What to do
Render the data below as a Markdown table with the columns Line and Text, numbering each line in the Line column and skipping blank lines. Leave the pictures out of the table.

* * * * *

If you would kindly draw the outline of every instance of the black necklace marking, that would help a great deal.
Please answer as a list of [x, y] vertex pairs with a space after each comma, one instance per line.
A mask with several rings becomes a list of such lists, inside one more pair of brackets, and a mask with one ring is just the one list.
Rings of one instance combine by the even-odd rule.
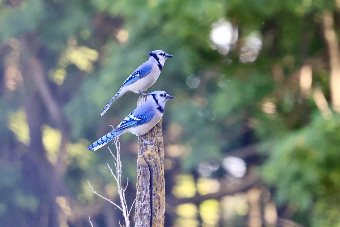
[[156, 102], [156, 104], [158, 106], [157, 109], [159, 110], [160, 112], [163, 113], [164, 111], [164, 109], [162, 108], [162, 107], [158, 104], [158, 100], [156, 98], [156, 95], [155, 94], [151, 94], [151, 95], [152, 96], [152, 97], [153, 98], [153, 99], [155, 100], [155, 101]]
[[157, 104], [158, 106], [159, 106], [159, 104], [158, 104], [158, 100], [156, 98], [156, 95], [155, 94], [151, 94], [152, 96], [152, 97], [153, 98], [153, 99], [155, 100], [155, 101], [156, 102], [156, 103]]
[[162, 69], [163, 69], [163, 66], [160, 64], [160, 63], [159, 62], [159, 59], [157, 56], [157, 55], [156, 54], [151, 54], [150, 55], [156, 59], [156, 60], [157, 61], [157, 62], [158, 62], [157, 66], [158, 66], [158, 68], [159, 69], [159, 70], [160, 71], [162, 71]]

* * * * *

Finished answer
| Line | Text |
|---|---|
| 1 | If you would kindly draw the outline of every instance of the black necklace marking, that would help a great deal. |
| 2 | Please answer as a list of [x, y] vertex pairs with a space after each comma, one instance per line. |
| 3 | A mask with several rings becomes a list of such lists, inside one more pair of brackets, and a mask with one ring is just the one list. |
| 4 | Rings of one instance combine by the even-odd rule. |
| 5 | [[156, 102], [156, 104], [158, 106], [157, 109], [159, 110], [160, 112], [163, 113], [164, 111], [164, 109], [162, 108], [162, 107], [158, 104], [158, 100], [156, 98], [156, 95], [155, 94], [151, 94], [151, 95], [152, 96], [152, 97], [153, 98], [153, 99], [155, 100], [155, 101]] |
| 6 | [[157, 104], [158, 106], [159, 106], [159, 104], [158, 104], [158, 100], [156, 98], [156, 95], [155, 94], [151, 94], [152, 96], [152, 97], [153, 98], [153, 99], [155, 100], [155, 101], [156, 102], [156, 103]] |
| 7 | [[162, 69], [163, 69], [163, 66], [160, 64], [160, 63], [159, 62], [159, 59], [157, 56], [157, 55], [156, 54], [151, 54], [150, 55], [156, 59], [156, 60], [157, 61], [157, 62], [158, 62], [157, 66], [158, 66], [158, 68], [159, 69], [159, 70], [160, 71], [162, 71]] |